Exercise passage Block Start

Preston Knowles

Personal information
- Born: March 29, 1989 (age 37) Winchester, Kentucky, U.S.
- Listed height: 185 cm (6 ft 1 in)
- Listed weight: 88 kg (194 lb)

Career information
- High school: George Rogers Clark (Winchester, Kentucky)
- College: Louisville (2007–2011)
- NBA draft: 2011: undrafted
- Playing career: 2011–2020
- Position: Point guard

Career history
- 2011: Dnipro-Azot
- 2011–2012: Springfield Armor
- 2013: K.A.O.D.
- 2013–2015: Ironi Nes Ziona
- 2015–2016: Giorgio Tesi Group Pistoia
- 2016: AEK Larnaca
- 2016–2017: Maccabi Ashdod
- 2017–2018: Zadar
- 2018–2019: Derthona Basket
- 2019: Aurora Jesi
- 2019–2020: Mono Vampire

= Preston Knowles =

American basketball player

Preston Demond Knowles (born March 29, 1989) is an American former professional basketball player for Aurora Jesi of the Italian Serie A2 Basket. He formerly played college basketball for the Louisville Cardinals.

==High school and college career==
Knowles attended George Rogers Clark High School in his native Winchester, Kentucky.
He stayed in the state for college, signing with Louisville, playing in the Big East Conference of the NCAA Division I, in 2007.
Playing for the Cardinals, he was noted for his work ethic, defense, and three-point shooting, regularly amongst the best in the Conference in shooting percentage from three.

==Professional career==
Knowles signed a contract with Ukrainian Basketball SuperLeague side Dnipro-Azot in December 2012, he ended up playing in 3 games in the league before leaving the side that same month.

Exercise passage Block End

# [Parts of the exercise]
1. According to the Preston Knowles article, what position did Knowles play?
2. Print the part of the Preston Knowles article from the words "Personal information" up to and including the words "Clark (Winchester, Kentucky)".
3. The Preston Knowles article says what Knowles was noted for while playing for the Cardinals. List each of those things.

Dataset records Block Start

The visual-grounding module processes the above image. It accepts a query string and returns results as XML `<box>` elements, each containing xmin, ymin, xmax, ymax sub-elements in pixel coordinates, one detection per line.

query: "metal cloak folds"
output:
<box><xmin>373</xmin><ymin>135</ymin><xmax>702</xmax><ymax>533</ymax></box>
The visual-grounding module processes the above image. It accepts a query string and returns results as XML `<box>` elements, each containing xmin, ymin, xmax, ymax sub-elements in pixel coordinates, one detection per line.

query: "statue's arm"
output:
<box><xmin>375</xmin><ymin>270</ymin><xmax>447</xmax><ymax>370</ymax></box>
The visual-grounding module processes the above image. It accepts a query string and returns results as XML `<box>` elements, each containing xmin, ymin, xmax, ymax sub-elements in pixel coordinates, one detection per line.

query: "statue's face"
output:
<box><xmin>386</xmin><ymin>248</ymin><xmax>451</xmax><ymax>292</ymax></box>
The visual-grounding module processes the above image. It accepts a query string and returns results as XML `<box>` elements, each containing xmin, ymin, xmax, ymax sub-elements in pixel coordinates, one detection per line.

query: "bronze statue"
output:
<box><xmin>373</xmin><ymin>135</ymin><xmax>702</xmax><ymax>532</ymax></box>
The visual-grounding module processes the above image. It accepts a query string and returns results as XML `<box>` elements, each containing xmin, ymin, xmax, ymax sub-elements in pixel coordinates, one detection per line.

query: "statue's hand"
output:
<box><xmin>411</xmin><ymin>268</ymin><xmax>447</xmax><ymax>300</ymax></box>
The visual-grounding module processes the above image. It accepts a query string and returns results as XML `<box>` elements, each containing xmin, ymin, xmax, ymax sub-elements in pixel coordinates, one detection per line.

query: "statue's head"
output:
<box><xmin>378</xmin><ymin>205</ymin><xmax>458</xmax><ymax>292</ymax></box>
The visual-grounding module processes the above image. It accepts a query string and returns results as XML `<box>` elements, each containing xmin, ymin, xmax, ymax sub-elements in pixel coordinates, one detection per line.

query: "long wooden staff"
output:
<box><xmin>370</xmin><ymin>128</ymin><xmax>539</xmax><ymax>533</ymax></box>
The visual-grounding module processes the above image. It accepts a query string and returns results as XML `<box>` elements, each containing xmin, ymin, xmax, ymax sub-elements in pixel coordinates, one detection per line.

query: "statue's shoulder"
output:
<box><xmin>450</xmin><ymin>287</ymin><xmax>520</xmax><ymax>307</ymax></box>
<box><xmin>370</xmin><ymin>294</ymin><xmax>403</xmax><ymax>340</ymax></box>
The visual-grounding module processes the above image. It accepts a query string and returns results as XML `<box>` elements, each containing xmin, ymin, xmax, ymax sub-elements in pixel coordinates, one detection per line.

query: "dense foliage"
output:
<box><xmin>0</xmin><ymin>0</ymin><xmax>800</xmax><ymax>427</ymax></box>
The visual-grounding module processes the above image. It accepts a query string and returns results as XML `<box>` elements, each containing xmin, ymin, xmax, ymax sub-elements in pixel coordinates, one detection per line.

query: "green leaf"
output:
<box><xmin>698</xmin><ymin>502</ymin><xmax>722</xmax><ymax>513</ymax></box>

Dataset records Block End

# [Activity answers]
1. Point guard

2.
Personal information
- Born: March 29, 1989 (age 37) Winchester, Kentucky, U.S.
- Listed height: 185 cm (6 ft 1 in)
- Listed weight: 88 kg (194 lb)

Career information
- High school: George Rogers Clark (Winchester, Kentucky)

3.
Work ethic
Defense
Three-point shooting